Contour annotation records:
BEGIN
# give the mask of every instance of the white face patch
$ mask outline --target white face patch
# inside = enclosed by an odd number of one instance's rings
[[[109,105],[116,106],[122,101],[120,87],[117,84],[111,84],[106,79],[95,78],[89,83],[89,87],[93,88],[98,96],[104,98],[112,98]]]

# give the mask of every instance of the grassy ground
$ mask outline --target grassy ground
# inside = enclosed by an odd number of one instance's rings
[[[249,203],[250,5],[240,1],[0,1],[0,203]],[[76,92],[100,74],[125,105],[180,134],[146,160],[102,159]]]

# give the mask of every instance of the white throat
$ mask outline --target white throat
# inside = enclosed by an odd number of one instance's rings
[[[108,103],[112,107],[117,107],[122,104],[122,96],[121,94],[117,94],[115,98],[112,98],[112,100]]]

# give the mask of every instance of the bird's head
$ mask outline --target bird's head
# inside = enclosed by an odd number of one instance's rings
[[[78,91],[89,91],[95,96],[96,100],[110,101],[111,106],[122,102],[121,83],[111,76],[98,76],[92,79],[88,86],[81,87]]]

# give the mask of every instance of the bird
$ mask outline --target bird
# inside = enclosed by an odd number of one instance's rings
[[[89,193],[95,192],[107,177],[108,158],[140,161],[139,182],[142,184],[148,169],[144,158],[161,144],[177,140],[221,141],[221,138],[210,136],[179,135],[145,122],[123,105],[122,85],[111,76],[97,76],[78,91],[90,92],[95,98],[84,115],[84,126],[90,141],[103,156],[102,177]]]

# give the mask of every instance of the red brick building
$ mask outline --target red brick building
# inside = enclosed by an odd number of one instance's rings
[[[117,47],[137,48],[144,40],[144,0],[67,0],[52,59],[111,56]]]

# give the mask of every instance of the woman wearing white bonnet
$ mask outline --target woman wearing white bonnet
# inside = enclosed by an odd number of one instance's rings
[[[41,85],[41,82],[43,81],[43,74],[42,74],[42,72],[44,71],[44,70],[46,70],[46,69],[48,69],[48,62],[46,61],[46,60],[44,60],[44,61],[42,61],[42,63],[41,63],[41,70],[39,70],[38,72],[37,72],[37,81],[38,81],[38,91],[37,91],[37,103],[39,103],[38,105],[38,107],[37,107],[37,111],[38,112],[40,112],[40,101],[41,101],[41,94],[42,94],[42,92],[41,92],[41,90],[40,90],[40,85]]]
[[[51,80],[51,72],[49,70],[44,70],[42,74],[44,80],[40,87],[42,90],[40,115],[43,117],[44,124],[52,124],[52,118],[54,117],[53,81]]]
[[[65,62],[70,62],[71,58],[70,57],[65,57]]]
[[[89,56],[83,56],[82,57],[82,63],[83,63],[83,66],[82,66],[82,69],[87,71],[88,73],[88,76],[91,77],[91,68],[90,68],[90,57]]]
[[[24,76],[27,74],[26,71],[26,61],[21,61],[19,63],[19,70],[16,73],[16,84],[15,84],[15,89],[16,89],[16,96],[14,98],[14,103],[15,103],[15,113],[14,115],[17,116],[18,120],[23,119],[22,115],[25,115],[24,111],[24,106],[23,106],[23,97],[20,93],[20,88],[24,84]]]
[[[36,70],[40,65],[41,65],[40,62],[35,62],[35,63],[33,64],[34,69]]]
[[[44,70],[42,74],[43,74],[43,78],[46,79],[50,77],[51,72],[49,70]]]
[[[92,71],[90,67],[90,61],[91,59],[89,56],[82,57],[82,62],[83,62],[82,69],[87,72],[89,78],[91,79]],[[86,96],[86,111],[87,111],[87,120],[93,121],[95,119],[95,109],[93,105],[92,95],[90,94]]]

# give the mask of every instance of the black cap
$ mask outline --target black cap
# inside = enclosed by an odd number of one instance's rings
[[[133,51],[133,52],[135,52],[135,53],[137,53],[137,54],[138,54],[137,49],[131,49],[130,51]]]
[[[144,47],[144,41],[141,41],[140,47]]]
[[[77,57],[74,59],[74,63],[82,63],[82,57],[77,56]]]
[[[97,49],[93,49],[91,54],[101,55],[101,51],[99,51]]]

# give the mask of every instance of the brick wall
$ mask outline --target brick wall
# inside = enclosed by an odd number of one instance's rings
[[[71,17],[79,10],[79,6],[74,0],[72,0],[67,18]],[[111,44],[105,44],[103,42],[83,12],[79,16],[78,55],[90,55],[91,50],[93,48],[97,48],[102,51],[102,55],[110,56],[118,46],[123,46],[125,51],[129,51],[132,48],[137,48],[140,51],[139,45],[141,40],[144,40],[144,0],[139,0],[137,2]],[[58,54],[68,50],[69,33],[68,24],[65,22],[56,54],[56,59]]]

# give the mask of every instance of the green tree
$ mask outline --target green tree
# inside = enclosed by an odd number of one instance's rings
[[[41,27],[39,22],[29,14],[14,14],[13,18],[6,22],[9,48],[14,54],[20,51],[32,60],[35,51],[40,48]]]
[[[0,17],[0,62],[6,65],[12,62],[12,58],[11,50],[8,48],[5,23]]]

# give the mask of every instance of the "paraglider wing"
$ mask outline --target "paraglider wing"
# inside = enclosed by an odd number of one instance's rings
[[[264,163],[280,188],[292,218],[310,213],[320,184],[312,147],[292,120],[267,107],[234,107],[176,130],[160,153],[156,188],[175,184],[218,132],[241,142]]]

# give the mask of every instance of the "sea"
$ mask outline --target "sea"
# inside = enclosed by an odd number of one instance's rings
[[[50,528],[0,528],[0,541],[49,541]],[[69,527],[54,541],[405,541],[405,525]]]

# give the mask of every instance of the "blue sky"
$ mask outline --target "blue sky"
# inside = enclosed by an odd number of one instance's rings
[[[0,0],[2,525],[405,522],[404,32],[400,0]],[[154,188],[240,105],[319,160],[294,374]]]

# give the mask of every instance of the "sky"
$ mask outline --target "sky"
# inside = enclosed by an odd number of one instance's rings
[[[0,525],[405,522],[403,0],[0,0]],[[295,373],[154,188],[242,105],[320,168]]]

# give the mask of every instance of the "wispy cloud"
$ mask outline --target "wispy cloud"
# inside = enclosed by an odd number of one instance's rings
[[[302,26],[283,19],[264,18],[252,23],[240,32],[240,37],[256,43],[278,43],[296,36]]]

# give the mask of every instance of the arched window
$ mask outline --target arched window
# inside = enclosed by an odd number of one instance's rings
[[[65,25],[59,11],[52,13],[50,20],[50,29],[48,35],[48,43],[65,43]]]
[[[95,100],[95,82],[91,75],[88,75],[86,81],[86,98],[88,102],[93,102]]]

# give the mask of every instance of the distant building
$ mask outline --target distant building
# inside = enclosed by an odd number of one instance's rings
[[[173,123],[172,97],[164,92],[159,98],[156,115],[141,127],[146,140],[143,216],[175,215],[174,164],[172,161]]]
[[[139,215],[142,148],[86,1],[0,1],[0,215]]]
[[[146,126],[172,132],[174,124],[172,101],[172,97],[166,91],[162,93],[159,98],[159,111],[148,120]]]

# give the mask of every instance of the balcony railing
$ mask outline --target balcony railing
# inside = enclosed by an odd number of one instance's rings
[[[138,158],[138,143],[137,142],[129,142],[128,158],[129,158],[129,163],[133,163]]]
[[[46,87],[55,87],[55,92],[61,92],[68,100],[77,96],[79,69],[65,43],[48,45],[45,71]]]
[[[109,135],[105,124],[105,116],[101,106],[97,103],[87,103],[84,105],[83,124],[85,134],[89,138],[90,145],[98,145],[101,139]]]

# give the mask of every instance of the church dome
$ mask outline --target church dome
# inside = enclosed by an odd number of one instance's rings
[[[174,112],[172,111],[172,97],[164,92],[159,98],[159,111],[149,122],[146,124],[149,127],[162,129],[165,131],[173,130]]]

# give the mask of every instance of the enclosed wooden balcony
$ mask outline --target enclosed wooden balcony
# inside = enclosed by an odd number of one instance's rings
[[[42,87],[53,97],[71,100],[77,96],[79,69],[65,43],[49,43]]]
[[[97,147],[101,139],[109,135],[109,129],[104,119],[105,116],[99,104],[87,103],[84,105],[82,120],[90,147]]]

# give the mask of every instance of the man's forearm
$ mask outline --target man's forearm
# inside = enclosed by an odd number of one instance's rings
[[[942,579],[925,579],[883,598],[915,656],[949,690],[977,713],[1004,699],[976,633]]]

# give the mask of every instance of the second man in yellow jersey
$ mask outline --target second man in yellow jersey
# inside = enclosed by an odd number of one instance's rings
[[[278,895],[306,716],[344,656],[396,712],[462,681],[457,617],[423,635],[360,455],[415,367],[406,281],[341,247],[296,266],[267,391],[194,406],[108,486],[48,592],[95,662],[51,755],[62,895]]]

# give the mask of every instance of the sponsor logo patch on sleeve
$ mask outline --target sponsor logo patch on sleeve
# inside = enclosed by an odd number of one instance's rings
END
Short problem => Take the line that contains "# give the mask of every instance of the man's" and every line after it through the end of the listing above, and repeat them exactly.

Full answer =>
# give the mask of every instance of the man's forearm
$ mask outline --target man's forearm
# inside = enclosed by an odd number of one instance's rings
[[[942,579],[925,579],[883,598],[915,656],[949,690],[977,713],[1004,699],[976,633]]]

# give the mask of every instance of the second man in yellow jersey
$ mask outline --target second man in yellow jersey
# inside = enclosed by an odd number of one instance's rings
[[[278,895],[306,716],[344,656],[396,712],[462,681],[457,617],[423,635],[360,455],[415,367],[406,281],[341,247],[296,266],[267,391],[194,406],[108,486],[48,592],[95,662],[51,755],[62,895]]]

# give the mask of every instance of the sponsor logo patch on sleeve
$ mask outline --target sponsor logo patch on sleeve
# inside = enclosed by an odd number of one instance's rings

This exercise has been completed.